「週刊だえん問答」を紹介する文章のうち、「若林にとって週刊連載は初めて」から「いに役に立ったとも言います。」までのすべてを一字も変えずに書き写してください。

提供テキスト:
########################################

週刊だえん問答
概要
2020年4月から22年4月まで続いたビジネスメディア「Quartz Japan」の連載「週刊だえん問答」。若林恵が政治・経済・文化まで世界の最先端を深く洞察し、有象無象に広がるさまざまな問題のコンテクストを明らかにする人気シリーズで、2022年までに2冊の書籍にまとめました。仮想対談形式で時事を読み解くシリーズは多くのファンを抱えており、2023年秋以降に復活予定です。
成り立ち
2020年1月から2022年9月まで、米ニュースメディア「Quartz」日本版の編集長を務めていた年吉聡太さんは、若林が『WIRED』日本版で働いていたときの副編集長で、その年吉さんから「Quartzで何か連載をやりましょうよ」とお声がけをいただいたのが始まりです。
若林にとって週刊連載は初めての試みで、毎週の「お題」をどのように探すべきか、年吉さんと頭を悩ませていたところ、アメリカ版の「Quartz」で毎週月曜日に公開されるミニ特集シリーズ〈Field Guides〉を発見し、それを読み解くものとして連載は始まりました。取り扱うお題は、新型コロナウイルス、Z世代、AI、ゲーム、プラスチック、会計といった幅広いもので、その読み解き解説連載は、当初「〈Guides〉のガイド」と名付けられました。
連載記事が溜まってきた2020年12月のタイミングで書籍としてまとめることとなり、出版のタイミングで連載タイトルを「だえん問答」に変更されました。この「だえん問答」というネーミングは、Tokyo Work Design Weekを主宰されている古くからの友人・横石崇さんとの雑談から生まれたものでした。
本国の〈Field Guides〉が休止してしまった2021年のある時期から、毎回取り上げるべき対象がぴしりと特定することができず、『Quartz』と連載との関連性が薄れてきてしまったため、100回目を境に連載をお休みすることにしました。2020年の4月26日に第1回が配信されてからさまざまなトピックを取り上げてきましたが、大きくフェーズ分けするならば「コロナ」「オリンピック」「ウクライナ」の3部に分けられるそうです。
ひとつの記事に多い時で1万2千字ほどの文章を綴るわけですが、若林によればそれほど苦な作業ではなかったと言います。また、「なぜ今このテーマを取り上げるのか」という問いを契機に、あれこれ検索し、理解の道筋を自分なりに立てる作業は、自分の思考の枠を広げる訓練として大いに役に立ったとも言います。
ここで培ったスキルは、黒鳥社のコミュニティプログラム〈blkswn lounge〉で実施している「仮想編集会議」や、「検索の学校」といったプログラムにおいて大きく役立っています。

########################################

抽出資料:
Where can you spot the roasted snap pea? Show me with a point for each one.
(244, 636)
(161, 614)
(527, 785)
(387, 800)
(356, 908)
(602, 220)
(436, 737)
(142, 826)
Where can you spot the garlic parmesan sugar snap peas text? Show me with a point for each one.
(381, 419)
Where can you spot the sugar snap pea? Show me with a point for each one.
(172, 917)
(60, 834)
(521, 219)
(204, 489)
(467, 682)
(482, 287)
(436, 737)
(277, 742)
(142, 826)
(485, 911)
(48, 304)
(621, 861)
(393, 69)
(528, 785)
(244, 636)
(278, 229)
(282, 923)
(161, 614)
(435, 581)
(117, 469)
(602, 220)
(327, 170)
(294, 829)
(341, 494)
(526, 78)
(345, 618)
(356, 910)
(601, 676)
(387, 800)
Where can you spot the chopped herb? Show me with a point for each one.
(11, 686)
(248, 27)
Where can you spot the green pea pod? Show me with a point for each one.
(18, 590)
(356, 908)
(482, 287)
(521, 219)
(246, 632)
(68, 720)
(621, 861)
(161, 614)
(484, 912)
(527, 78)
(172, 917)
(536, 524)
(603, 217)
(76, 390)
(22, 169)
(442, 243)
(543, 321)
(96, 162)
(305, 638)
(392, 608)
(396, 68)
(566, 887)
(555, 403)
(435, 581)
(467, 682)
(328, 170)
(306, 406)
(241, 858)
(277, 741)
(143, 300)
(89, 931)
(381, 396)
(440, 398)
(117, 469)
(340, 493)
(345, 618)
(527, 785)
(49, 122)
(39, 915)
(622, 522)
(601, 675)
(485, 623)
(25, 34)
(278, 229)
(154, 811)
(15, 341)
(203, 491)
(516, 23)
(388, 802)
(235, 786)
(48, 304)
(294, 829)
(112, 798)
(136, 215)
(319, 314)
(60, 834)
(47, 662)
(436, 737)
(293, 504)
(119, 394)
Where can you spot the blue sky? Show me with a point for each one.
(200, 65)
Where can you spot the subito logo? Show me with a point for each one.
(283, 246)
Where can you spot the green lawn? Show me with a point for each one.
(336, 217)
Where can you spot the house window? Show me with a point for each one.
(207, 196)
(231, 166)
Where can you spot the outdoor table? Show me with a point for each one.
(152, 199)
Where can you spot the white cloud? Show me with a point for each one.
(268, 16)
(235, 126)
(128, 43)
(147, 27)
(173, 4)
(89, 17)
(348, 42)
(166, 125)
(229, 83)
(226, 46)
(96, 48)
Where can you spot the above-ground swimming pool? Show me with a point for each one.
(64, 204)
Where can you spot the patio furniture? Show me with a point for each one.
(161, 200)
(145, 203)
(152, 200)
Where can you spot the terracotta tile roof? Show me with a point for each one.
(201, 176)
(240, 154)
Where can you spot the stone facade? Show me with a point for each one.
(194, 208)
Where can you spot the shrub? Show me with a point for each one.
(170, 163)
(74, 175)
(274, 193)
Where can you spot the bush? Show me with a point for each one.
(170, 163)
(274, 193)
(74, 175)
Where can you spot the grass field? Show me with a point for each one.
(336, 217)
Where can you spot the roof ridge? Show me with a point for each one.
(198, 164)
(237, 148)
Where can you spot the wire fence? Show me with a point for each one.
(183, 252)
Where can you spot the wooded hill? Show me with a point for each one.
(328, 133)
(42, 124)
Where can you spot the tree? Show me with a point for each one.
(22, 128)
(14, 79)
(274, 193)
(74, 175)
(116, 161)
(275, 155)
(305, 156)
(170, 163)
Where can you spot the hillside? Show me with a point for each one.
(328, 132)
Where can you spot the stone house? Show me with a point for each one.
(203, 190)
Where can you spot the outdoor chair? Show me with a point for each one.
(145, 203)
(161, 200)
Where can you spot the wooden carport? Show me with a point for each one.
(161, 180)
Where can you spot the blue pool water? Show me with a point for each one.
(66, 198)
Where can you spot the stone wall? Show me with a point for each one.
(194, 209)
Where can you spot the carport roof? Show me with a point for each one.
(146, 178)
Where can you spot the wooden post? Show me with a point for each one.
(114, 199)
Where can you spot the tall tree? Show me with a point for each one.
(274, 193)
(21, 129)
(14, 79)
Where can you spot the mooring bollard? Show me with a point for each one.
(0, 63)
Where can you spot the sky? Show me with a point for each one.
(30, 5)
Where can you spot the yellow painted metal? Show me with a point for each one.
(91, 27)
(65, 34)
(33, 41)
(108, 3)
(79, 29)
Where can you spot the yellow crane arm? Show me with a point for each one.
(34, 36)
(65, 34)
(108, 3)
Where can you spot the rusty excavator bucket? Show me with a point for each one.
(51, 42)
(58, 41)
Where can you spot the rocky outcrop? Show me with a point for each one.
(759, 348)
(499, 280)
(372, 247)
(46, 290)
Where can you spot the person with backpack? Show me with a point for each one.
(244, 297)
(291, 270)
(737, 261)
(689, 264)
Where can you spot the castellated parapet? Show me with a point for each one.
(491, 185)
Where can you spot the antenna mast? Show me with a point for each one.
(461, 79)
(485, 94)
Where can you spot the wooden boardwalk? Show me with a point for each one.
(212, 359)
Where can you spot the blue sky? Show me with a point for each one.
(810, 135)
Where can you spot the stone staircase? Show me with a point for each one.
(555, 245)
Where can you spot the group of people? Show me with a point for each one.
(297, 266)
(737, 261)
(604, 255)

########################################

解答:
若林にとって週刊連載は初めての試みで、毎週の「お題」をどのように探すべきか、年吉さんと頭を悩ませていたところ、アメリカ版の「Quartz」で毎週月曜日に公開されるミニ特集シリーズ〈Field Guides〉を発見し、それを読み解くものとして連載は始まりました。取り扱うお題は、新型コロナウイルス、Z世代、AI、ゲーム、プラスチック、会計といった幅広いもので、その読み解き解説連載は、当初「〈Guides〉のガイド」と名付けられました。
連載記事が溜まってきた2020年12月のタイミングで書籍としてまとめることとなり、出版のタイミングで連載タイトルを「だえん問答」に変更されました。この「だえん問答」というネーミングは、Tokyo Work Design Weekを主宰されている古くからの友人・横石崇さんとの雑談から生まれたものでした。
本国の〈Field Guides〉が休止してしまった2021年のある時期から、毎回取り上げるべき対象がぴしりと特定することができず、『Quartz』と連載との関連性が薄れてきてしまったため、100回目を境に連載をお休みすることにしました。2020年の4月26日に第1回が配信されてからさまざまなトピックを取り上げてきましたが、大きくフェーズ分けするならば「コロナ」「オリンピック」「ウクライナ」の3部に分けられるそうです。
ひとつの記事に多い時で1万2千字ほどの文章を綴るわけですが、若林によればそれほど苦な作業ではなかったと言います。また、「なぜ今このテーマを取り上げるのか」という問いを契機に、あれこれ検索し、理解の道筋を自分なりに立てる作業は、自分の思考の枠を広げる訓練として大いに役に立ったとも言います。